Task directions — Copy out all of the records below, replacing "Target" with "Category" wherever it occurs and changing nothing else. Leave the pictures out.

Extracted records —
_ _ _
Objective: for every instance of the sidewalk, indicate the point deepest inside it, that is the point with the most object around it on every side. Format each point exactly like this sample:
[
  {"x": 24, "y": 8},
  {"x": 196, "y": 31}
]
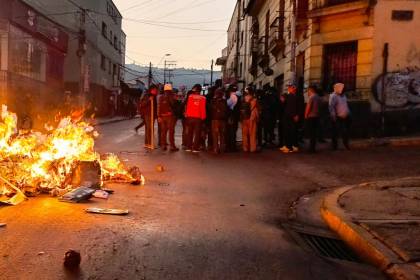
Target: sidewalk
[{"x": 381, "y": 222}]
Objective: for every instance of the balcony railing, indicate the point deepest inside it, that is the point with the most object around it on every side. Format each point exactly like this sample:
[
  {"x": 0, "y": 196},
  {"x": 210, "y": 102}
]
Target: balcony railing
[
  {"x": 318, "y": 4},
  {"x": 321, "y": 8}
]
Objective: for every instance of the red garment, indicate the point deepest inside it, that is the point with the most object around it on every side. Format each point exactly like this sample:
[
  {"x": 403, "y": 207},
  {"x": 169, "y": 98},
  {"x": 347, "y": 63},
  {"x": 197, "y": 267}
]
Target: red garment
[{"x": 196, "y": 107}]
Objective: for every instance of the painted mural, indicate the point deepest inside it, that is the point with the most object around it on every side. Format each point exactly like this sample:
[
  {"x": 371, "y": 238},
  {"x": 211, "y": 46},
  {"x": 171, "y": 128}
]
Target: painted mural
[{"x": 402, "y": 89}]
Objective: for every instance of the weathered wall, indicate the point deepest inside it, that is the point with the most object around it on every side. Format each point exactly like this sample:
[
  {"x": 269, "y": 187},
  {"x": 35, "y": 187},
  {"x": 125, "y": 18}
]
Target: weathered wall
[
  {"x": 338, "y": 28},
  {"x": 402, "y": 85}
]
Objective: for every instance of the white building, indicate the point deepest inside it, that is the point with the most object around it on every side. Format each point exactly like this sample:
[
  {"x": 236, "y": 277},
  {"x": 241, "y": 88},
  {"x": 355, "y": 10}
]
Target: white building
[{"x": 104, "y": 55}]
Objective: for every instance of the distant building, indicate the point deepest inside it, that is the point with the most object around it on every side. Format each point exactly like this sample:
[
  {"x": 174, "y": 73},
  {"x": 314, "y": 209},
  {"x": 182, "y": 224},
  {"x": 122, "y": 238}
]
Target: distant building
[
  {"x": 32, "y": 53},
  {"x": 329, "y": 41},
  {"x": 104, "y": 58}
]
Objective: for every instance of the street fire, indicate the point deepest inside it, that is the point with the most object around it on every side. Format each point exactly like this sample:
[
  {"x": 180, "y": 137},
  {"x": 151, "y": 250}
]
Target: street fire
_ _ _
Result below —
Objective: for every instance of the sidewalk, indicate the point deepest inside it, that is the point with the most object around it on every side. Format each point exactly like this sample:
[
  {"x": 24, "y": 8},
  {"x": 196, "y": 31}
]
Category: sidewalk
[{"x": 381, "y": 222}]
Objective: for every instance of the balcony railing, indicate the point deepest inside it, that is the point with the most object around it on every side. Format each point exactly like this sample:
[
  {"x": 0, "y": 196},
  {"x": 210, "y": 102}
]
Category: balcony railing
[
  {"x": 318, "y": 4},
  {"x": 321, "y": 8}
]
Objective: for every instance of the red garment, indicate the point deepest inside it, that is the point with the most object around it on every side. Format each point exactly like this sample:
[
  {"x": 403, "y": 207},
  {"x": 169, "y": 98},
  {"x": 347, "y": 63},
  {"x": 197, "y": 267}
]
Category: red garment
[{"x": 196, "y": 107}]
Objective: for every instance of the painted mural, indicate the point deepest inside it, that is the point with the most object around it on every side. Format each point exactly like this sample:
[
  {"x": 371, "y": 238},
  {"x": 211, "y": 46},
  {"x": 171, "y": 128}
]
Category: painted mural
[{"x": 402, "y": 89}]
Objective: for every instance of the weathered wall, indicate the point deepest inside it, that is the point with the most object around it on every side. Format each point exactly like this sample:
[
  {"x": 269, "y": 187},
  {"x": 35, "y": 187},
  {"x": 125, "y": 18}
]
Category: weathered wall
[
  {"x": 338, "y": 28},
  {"x": 402, "y": 85}
]
Objective: for every instance of the white building, indicate the point deepest inside it, that is the point with the most object around it on every side. Format each point exactly like this sample:
[
  {"x": 236, "y": 277},
  {"x": 241, "y": 88},
  {"x": 355, "y": 10}
]
Category: white building
[{"x": 104, "y": 55}]
Objective: for every instance of the distant building, indicate the point deepest inside it, that is the point with the most object around it on every side. Format each point exactly like this sample:
[
  {"x": 174, "y": 73},
  {"x": 314, "y": 209},
  {"x": 182, "y": 224},
  {"x": 122, "y": 238}
]
Category: distant building
[
  {"x": 32, "y": 53},
  {"x": 329, "y": 41},
  {"x": 104, "y": 58}
]
Objective: for every instance of the street fire, indicate the point deepest inside it, that is the point with the most object around it on every side. Format each point exactly like this sample:
[
  {"x": 180, "y": 137},
  {"x": 151, "y": 250}
]
Category: street fire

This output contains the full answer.